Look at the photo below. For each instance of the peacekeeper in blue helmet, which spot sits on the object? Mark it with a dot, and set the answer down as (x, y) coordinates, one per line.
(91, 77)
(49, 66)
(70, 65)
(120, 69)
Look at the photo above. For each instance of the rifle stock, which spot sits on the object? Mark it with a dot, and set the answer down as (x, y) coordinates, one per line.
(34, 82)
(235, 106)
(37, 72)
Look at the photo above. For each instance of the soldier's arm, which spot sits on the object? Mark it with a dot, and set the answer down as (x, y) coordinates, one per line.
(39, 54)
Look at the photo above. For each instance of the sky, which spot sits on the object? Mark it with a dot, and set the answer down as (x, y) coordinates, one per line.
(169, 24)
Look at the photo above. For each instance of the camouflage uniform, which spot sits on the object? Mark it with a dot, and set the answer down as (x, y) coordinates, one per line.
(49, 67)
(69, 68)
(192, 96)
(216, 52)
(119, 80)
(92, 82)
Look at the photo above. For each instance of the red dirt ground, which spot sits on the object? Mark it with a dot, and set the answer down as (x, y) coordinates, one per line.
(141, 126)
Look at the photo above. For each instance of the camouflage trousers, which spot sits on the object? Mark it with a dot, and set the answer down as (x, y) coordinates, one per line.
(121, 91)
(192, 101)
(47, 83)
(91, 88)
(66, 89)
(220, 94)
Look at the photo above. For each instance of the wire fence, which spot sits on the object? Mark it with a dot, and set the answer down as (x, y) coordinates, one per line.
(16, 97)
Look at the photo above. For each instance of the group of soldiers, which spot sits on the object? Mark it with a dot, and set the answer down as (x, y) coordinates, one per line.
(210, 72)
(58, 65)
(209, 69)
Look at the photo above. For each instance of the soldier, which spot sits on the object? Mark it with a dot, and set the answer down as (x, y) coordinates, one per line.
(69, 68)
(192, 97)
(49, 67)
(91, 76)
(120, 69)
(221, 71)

▸ EXERCISE PROMPT: Give back the full listing, exactly as it stands.

▸ RESPONSE TO THIS TASK:
Look at the photo below. For each instance of the peacekeeper in blue helmet, which spot sits on the object? Mark it with a dot, and set the answer down as (x, y) coordinates, one per line.
(91, 77)
(49, 66)
(70, 65)
(120, 69)
Look at the photo above. For each instance of the rifle stock, which spot sits on the object? Mark it with a dot, and set the answer down as (x, y) coordinates, one per line.
(34, 82)
(235, 106)
(37, 72)
Look at the photo above. For each instance of the soldier's arm, which spot sits on the object? Mark it with a dot, and set the answer down as (x, y) coordinates, one per line.
(39, 54)
Look at the photo above. For each instance of the sky, which spot sits on the object? Mark it with a dot, and set the answer down as (x, y) coordinates, one per line.
(169, 24)
Look at the photo above. For each instance of the camouflage uniform, which spot sits on the object? Mark it with a dot, and set the answer down as (x, y) coordinates, one per line.
(49, 67)
(69, 68)
(192, 96)
(216, 52)
(119, 80)
(92, 82)
Look at the photo above. For each instance of the red dirt ground, which spot sits on the object? Mark it with a dot, and set the answer down as (x, y) coordinates, one per line.
(141, 126)
Look at the photo above. For each instance of the camouflage trousers, which spot sits on the object? Mark it with a dot, and set the answer down as (x, y) coordinates, one per line.
(121, 91)
(192, 101)
(47, 83)
(91, 88)
(66, 89)
(220, 94)
Look at the photo above. For each instance of the wire fence, which spot sits on the object? Mark it with a dot, and set the answer down as (x, y) coordinates, one per line.
(16, 97)
Look at the photo above. For each instance of the group of soldiers, which spot sits on the object? Mark it with a dot, and set the answer down as (x, y) coordinates, one per line.
(210, 72)
(58, 65)
(209, 69)
Look at the photo above. For each instance of the soldier, which spot sits on the object? Mark it with a dot, and set the answer down as (x, y) coordinates, one per line.
(69, 68)
(192, 97)
(49, 67)
(91, 76)
(120, 69)
(221, 71)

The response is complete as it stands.